Location annotation dataset excerpts:
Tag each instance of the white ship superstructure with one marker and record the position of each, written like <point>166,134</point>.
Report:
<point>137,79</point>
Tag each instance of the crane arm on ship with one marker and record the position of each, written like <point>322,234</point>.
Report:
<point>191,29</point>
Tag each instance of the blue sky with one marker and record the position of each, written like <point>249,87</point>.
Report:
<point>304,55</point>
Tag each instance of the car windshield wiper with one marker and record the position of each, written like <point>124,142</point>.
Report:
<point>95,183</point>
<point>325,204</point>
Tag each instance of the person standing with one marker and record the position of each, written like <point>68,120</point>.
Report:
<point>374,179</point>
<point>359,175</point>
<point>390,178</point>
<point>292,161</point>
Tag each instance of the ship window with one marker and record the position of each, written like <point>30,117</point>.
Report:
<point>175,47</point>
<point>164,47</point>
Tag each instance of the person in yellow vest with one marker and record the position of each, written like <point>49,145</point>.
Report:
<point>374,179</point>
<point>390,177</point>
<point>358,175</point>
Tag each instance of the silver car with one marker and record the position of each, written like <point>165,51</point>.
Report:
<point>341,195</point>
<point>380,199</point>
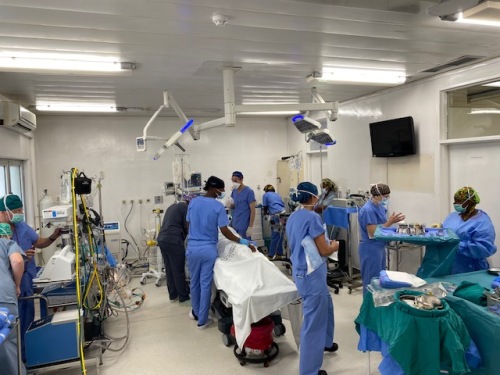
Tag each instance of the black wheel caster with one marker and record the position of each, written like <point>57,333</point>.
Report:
<point>227,340</point>
<point>279,329</point>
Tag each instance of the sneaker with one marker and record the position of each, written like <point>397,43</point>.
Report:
<point>192,315</point>
<point>332,348</point>
<point>207,324</point>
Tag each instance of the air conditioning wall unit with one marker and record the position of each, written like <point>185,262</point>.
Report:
<point>17,118</point>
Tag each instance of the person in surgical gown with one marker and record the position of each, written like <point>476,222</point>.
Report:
<point>475,230</point>
<point>316,335</point>
<point>373,213</point>
<point>204,216</point>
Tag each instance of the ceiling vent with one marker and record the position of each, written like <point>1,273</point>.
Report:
<point>454,63</point>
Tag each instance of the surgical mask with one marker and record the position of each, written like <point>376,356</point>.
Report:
<point>17,218</point>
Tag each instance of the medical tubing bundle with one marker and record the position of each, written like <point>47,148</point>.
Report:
<point>95,275</point>
<point>77,269</point>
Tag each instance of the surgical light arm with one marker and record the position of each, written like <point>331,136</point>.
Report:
<point>173,140</point>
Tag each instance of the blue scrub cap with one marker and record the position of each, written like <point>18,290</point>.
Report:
<point>237,174</point>
<point>304,192</point>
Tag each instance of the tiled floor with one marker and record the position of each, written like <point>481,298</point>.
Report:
<point>163,340</point>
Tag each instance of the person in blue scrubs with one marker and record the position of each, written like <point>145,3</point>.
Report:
<point>243,206</point>
<point>273,206</point>
<point>11,272</point>
<point>475,230</point>
<point>205,216</point>
<point>316,334</point>
<point>373,213</point>
<point>12,212</point>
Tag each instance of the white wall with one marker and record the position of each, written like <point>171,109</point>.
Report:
<point>107,144</point>
<point>420,184</point>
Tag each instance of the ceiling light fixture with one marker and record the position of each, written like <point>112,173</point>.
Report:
<point>61,62</point>
<point>492,84</point>
<point>486,13</point>
<point>76,107</point>
<point>359,76</point>
<point>484,111</point>
<point>271,113</point>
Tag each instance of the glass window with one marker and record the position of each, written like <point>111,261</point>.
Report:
<point>474,111</point>
<point>11,178</point>
<point>16,180</point>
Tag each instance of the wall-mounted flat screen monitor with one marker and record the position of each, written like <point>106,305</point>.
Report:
<point>392,138</point>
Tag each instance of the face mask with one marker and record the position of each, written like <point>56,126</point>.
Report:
<point>17,218</point>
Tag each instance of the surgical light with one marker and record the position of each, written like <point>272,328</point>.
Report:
<point>60,62</point>
<point>322,137</point>
<point>359,76</point>
<point>305,124</point>
<point>172,140</point>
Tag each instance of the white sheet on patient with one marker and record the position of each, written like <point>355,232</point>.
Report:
<point>254,285</point>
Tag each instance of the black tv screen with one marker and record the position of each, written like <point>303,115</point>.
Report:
<point>393,137</point>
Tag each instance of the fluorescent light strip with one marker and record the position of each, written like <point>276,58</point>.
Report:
<point>362,76</point>
<point>492,84</point>
<point>270,113</point>
<point>76,107</point>
<point>61,63</point>
<point>484,111</point>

GIVEN TASK
Take the records above and transcribe them exactly, dropping every picture.

FINISHED TASK
Tag each instance of the white ship superstructure with one marker and record the position of each, written like <point>166,134</point>.
Report:
<point>137,79</point>
Tag each instance of the crane arm on ship with one marker and record the position of each, written like <point>322,234</point>.
Report:
<point>191,29</point>
Tag each instance of the blue sky with one marker and record the position of each, written like <point>249,87</point>.
Report:
<point>304,55</point>
Tag each instance of the car windshield wiper with one marker and record the position of each, written like <point>124,142</point>.
Report:
<point>95,183</point>
<point>325,204</point>
Tag each instance of the person standing with one marker and record the position of each, written like <point>68,120</point>.
Report:
<point>374,179</point>
<point>359,175</point>
<point>390,178</point>
<point>292,161</point>
Tag each instance of the ship window with one marker and record the position of each, written like <point>30,117</point>.
Report:
<point>175,47</point>
<point>164,47</point>
Tag each instance of the person in yellow vest with one marker and record the position of each, written like <point>49,145</point>.
Report:
<point>374,179</point>
<point>390,177</point>
<point>358,175</point>
Tag each instance of the silver car with one marker and record the position of each, written like <point>165,51</point>.
Report:
<point>341,195</point>
<point>380,199</point>
Tag each instance of the black wheel caster with one marker and record the position of each, written like <point>57,333</point>.
Report:
<point>227,340</point>
<point>279,329</point>
Tag each instance of the sneaker with one marker and record the position of each, written like <point>397,43</point>.
Report:
<point>192,315</point>
<point>332,348</point>
<point>207,324</point>
Tag each instance of the air conditioning wall unit with one marker and record the position of each, written like <point>185,262</point>.
Report:
<point>17,118</point>
Tag each instance of the person in surgical gown with one marker and record the position of each, written like <point>476,222</point>.
Report:
<point>475,230</point>
<point>316,335</point>
<point>373,213</point>
<point>204,216</point>
Tag each instance of the ceiling vent with one marker and record the position of each, written like <point>1,273</point>.
Report:
<point>454,63</point>
Tag each instance of the surgical mask with one marker and record the position of each, written like <point>376,356</point>.
Report:
<point>17,218</point>
Tag each instance of the medical tubing bundle with one marker and record the position of each, written like <point>47,148</point>.
Report:
<point>95,275</point>
<point>77,269</point>
Tag each instance of the surgical light arm with one marker and record the position of each, written like <point>331,136</point>.
Report:
<point>173,140</point>
Tag each instance of the blue scrub cap with one marker and record the position of each, written like <point>18,290</point>.
Report:
<point>237,174</point>
<point>304,192</point>
Tag each instance of the tiled floor with one marker and record the position of each, written like <point>481,298</point>.
Report:
<point>163,340</point>
Tag each instance of the person in blue scrubs with one marker and record the position of each, written like <point>145,3</point>.
Report:
<point>243,206</point>
<point>273,206</point>
<point>11,272</point>
<point>475,230</point>
<point>205,216</point>
<point>316,334</point>
<point>373,213</point>
<point>12,212</point>
Tag each instance of the white wall with one marker and record the position of each, written like <point>171,109</point>.
Report:
<point>107,144</point>
<point>420,184</point>
Tag each instance of the ceiling light fixture with one marker and record the position of each, written like <point>112,173</point>.
Report:
<point>61,62</point>
<point>492,84</point>
<point>486,13</point>
<point>76,107</point>
<point>359,76</point>
<point>484,111</point>
<point>271,113</point>
Tag each instance of the glass window with one marker and record the position of each, written like <point>111,261</point>.
Report:
<point>474,111</point>
<point>11,178</point>
<point>16,180</point>
Tag each instance of the wall-mounted flat screen monitor with one marker and record the position of each, written like <point>106,305</point>.
Report:
<point>392,138</point>
Tag each instance of the face mask with one marker and record the position of each, written like <point>56,126</point>.
Report:
<point>17,218</point>
Tag each instance of the surgical light with one marker and record the position of each, written like <point>272,328</point>.
Report:
<point>60,62</point>
<point>322,137</point>
<point>359,76</point>
<point>305,124</point>
<point>172,140</point>
Tag each instance of the white sheet on patient with one marker and record the position of each, written like <point>355,232</point>.
Report:
<point>254,285</point>
Tag each instance of the black tv screen with one marker and record the position of each, written like <point>303,115</point>.
Report:
<point>393,137</point>
Tag each instance of the fluorescent light strip with one marker and record the position of each, written like <point>276,58</point>.
Report:
<point>362,76</point>
<point>492,84</point>
<point>270,113</point>
<point>76,107</point>
<point>61,63</point>
<point>484,111</point>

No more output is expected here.